— Begin EXCERPTED RECORDS —
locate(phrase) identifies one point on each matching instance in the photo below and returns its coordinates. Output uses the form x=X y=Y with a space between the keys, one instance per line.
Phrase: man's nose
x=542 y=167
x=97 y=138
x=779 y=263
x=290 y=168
— End EXCERPTED RECORDS —
WRITTEN INSTRUCTION
Rewrite the records with every "instance" swapped for "occurrence", leaving everything else unchanged.

EXERCISE RESPONSE
locate(phrase) identifies one point on each matching occurrence in the photo below and returns its coordinates. Output uses the form x=X y=Y with a space between the keys, one occurrence per line.
Phrase: man's nose
x=542 y=167
x=97 y=138
x=779 y=263
x=290 y=168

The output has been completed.